### Action item
Write every record out again exactly as shown below.

### Dataset extract
____________
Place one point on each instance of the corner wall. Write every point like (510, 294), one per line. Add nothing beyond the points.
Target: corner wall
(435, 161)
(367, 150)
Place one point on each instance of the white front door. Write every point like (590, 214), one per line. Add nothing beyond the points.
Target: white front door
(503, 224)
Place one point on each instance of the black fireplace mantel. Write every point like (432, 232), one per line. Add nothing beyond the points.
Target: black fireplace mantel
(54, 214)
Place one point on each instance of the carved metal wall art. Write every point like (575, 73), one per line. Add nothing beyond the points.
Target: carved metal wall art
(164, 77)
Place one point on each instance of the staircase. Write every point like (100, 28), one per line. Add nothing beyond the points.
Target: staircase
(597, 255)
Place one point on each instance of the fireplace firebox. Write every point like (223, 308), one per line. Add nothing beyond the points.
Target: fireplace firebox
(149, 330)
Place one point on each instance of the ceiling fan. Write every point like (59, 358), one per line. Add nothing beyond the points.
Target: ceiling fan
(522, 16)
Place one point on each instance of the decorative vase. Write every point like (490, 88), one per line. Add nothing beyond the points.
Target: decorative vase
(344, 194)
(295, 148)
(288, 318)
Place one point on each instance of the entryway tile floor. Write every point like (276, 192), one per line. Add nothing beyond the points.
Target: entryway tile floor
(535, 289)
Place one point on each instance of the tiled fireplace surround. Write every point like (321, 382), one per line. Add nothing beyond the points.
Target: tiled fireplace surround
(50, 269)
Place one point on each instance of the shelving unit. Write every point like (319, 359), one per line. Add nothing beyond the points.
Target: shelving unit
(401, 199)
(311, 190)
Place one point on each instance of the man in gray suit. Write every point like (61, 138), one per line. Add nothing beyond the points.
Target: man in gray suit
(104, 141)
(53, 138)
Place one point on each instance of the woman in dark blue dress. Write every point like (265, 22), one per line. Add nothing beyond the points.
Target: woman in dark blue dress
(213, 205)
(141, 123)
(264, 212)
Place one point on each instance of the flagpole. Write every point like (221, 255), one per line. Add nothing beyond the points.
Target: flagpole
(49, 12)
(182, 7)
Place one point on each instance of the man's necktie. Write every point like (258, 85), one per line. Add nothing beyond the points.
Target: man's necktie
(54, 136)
____________
### Expected answer
Place one point on each instance of the corner wall. Write every point like (510, 294), one per line. Add nothing beyond the points.
Target: corner wall
(435, 161)
(367, 150)
Place one point on each instance of the white front door. Write every point like (590, 214), one per line. Add nothing beyond the points.
Target: white front door
(503, 224)
Place one point on each instance of the black fireplace mantel. Write every point like (432, 232), one per line. Add nothing beyond the points.
Target: black fireplace mantel
(54, 214)
Place one point on each instance of the carved metal wall art. Write every point like (575, 73), one per line. Add nothing beyond the points.
Target: carved metal wall art
(164, 77)
Place one point on each instance of the staircase. Write every point like (100, 28), one per line. Add nothing beyond the points.
Target: staircase
(597, 255)
Place one point on each instance of the fireplace firebox. Write every point like (223, 308), one per line. Add nothing beyond the points.
Target: fireplace firebox
(149, 330)
Place one point on each instance of the ceiling fan. Write every point like (59, 358), one per line. Add nothing beyond the points.
Target: ceiling fan
(522, 16)
Place one point on each instance of the decorative vase. Write every point like (490, 88), one per line. Add nothing beyond the points.
Target: decorative vase
(344, 194)
(295, 148)
(288, 318)
Place one point on each instance of the entryway tile floor. Write every point like (276, 192), one per line. Add nothing beyond the points.
Target: entryway tile floor
(535, 289)
Place one point on each instance of the tiled fireplace surround. Write every point like (321, 382), one per line. Add nothing beyond the points.
Target: tiled fireplace surround
(50, 269)
Place one point on each instance of the shelving unit. Write every point like (319, 359), one per line. Add nothing beyond the points.
Target: shelving unit
(401, 199)
(311, 190)
Place one point on each instance of the man in gray suit. Write every point like (61, 138), one per line. Add nothing beyond the points.
Target: man in gray suit
(104, 141)
(53, 138)
Place one point on each instance of the woman in dark blue dress. Write every point like (265, 22), one per line. Add nothing beyond the points.
Target: woman in dark blue dress
(213, 205)
(141, 123)
(264, 212)
Place one point on each instance of the flagpole. Write every point like (221, 255), one per line. Add nothing beyond the points.
Target: flagpole
(49, 12)
(182, 7)
Place one point on each instance of the man's necktie. Write every point like (258, 85), one per line. Add nothing beyond the points.
Target: man's necktie
(54, 136)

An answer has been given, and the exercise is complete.